April 18, 2017 | 11 min read

It’s not often that outgoing C-level officers get to hand-pick their own successors in the agency world. But that’s what retiring hall of fame chief creative officer Howie Cohen was able to do at Phelps in Los Angeles.

Howie Cohen and Tony Stern

Howie Cohen (l) and Tony Stern (r) of Phelps

Cohen and the Phelps agency chose advertising veteran Tony Stern as the new chief creative officer to lead the creative charge, putting the agency in capable hands.

“I was honored that this agency wanted me to be part of the process. But it's such an important transition for Phelps, I guess for any agency, to have top creative talent helping to lead the effort. And so I joined Ed Chambliss – our president – in several interviews with some very qualified people, and Tony just stuck out,” said Cohen.

“It just felt right, and it felt right for a lot of reasons based on what we're looking for. One thing obviously is the creative ability. Somebody who's really got the chops. But obviously if you're going to be a chief creative officer, you're not doing it all yourself so we needed somebody who could also be an effective leader, somebody that our people could look up to. It’s very critical to our culture to have somebody who can do it, and that can lead it, and earn the respect of a lot of talented people around the agency.”

GIVEN DATA:

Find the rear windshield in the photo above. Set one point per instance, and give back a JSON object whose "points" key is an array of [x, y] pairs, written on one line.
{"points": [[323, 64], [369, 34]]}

TASKS FOR THIS EXERCISE:
1. Please extract the part of the Phelps article from "April 18, 2017" up to and including "in capable hands.".
2. According to the Phelps article, who is the president of Phelps?
The material isn't needed for anything here.

ANSWER LIST:
1.
April 18, 2017 | 11 min read

It’s not often that outgoing C-level officers get to hand-pick their own successors in the agency world. But that’s what retiring hall of fame chief creative officer Howie Cohen was able to do at Phelps in Los Angeles.

Howie Cohen and Tony Stern

Howie Cohen (l) and Tony Stern (r) of Phelps

Cohen and the Phelps agency chose advertising veteran Tony Stern as the new chief creative officer to lead the creative charge, putting the agency in capable hands.

2. Ed Chambliss